*Work order*: Copy the records below exactly as they stand. Leave out the pictures.

═════ Provided data

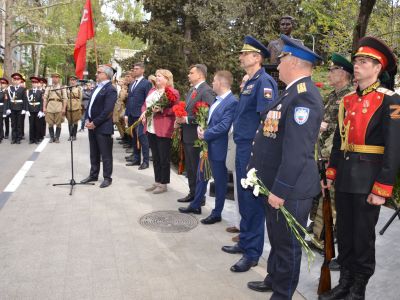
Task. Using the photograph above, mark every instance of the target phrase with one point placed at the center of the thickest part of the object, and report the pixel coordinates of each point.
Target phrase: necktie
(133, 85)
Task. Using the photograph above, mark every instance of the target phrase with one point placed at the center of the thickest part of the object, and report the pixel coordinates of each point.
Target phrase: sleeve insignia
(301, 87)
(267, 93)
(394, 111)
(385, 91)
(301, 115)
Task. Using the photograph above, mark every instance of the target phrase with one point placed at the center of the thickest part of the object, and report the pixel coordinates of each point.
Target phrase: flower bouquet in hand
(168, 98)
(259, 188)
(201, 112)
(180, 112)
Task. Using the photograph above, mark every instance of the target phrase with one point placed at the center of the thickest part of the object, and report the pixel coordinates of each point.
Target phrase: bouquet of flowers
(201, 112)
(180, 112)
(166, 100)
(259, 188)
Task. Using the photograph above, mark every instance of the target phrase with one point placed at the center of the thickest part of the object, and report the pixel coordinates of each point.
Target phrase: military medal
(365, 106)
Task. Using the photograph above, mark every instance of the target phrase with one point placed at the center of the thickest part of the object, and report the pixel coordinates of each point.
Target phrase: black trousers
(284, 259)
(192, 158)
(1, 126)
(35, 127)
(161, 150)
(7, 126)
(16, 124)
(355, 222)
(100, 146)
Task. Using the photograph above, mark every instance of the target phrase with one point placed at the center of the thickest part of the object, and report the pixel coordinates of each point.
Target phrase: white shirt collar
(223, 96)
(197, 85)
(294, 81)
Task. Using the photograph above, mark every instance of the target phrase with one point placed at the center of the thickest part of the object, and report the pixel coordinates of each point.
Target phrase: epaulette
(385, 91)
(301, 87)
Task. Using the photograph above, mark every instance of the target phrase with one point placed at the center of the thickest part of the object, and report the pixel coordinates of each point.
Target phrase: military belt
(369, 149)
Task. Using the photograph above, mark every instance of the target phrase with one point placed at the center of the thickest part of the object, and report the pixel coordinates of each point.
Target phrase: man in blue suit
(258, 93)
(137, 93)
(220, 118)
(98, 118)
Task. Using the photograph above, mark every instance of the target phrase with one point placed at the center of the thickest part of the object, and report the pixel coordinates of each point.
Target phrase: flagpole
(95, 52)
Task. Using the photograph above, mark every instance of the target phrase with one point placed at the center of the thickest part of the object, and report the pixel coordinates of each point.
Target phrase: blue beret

══════════

*The answer*:
Task. Using the photograph above, mark every instance of the target phrase with one point placed at the center of the thickest part of the object, and report the pixel coordinates of each point.
Target phrase: necktie
(133, 85)
Task. Using the photograph above, mark every instance of the target phrase with one point placed at the center of the thickest part of the object, and report the pixel coordinates of each point.
Target phrase: sleeve insignia
(301, 87)
(267, 93)
(394, 111)
(385, 91)
(301, 115)
Task. Using the photograph above, mark every instance of the target phrase with one point placed at the center of the thickest part of the object, and report the pixel coordinates of each point.
Target phrase: flower bouquet in hand
(168, 98)
(259, 188)
(201, 112)
(180, 112)
Task. Using the photograph above, mark every instance of the target phrase with one point placed at the center of the thickest part of the object, and report the pixel coordinates of each point.
Target phrase: bouquet of flowers
(201, 112)
(180, 112)
(166, 100)
(259, 188)
Task. Using the photograph above, mark every instance of the target phrase with one point placed at the center of the thickest part of the object, and report the pixel coordinates of each point.
Target phrase: military medal
(365, 106)
Task. Using the photograph above, mark every instance of the target phrase with one point placed at the center of the thickest part of the object, and report the pixel coordinates of each point.
Target phrase: black trousers
(284, 259)
(192, 158)
(1, 126)
(35, 127)
(161, 150)
(7, 126)
(16, 124)
(355, 222)
(100, 146)
Task. Using the photograph above, mark every instance of the target phrase with one point placed at the center of the thickest part of the object, and report the pixel coordinates of each point.
Target phrase: white shirt collar
(223, 96)
(197, 85)
(294, 81)
Task. Using the photograph above, mark every instance of the target phrase with one point placed at the center of the thickest part of the object, and report the pixel coordinates of each point.
Target phrase: epaulette
(385, 91)
(301, 87)
Task. Using the photograph above, mark every instance of the target phrase with one point placed at the center of the thickest part of the object, and report the pixel coordinates of each point.
Target phrase: military belt
(369, 149)
Task. Using the photograph above, mark every instance of the target phrase with one point placed at the center of the thickest part of the object, and report the pixel coordinates of each point.
Target phrase: man in blue suit
(258, 93)
(137, 93)
(220, 118)
(98, 118)
Task. Using the photograph above, mark every instance of the target phrase with one point placed at the center of the thickest part of the object, and report the pixel coordinates of each point.
Target phrase: flagpole
(95, 52)
Task. Using the photograph above, mark every instance of the target phrase with one point placed at the center of the thickest part of the object, and report the pixel coordinates of each point.
Target phrase: blue beret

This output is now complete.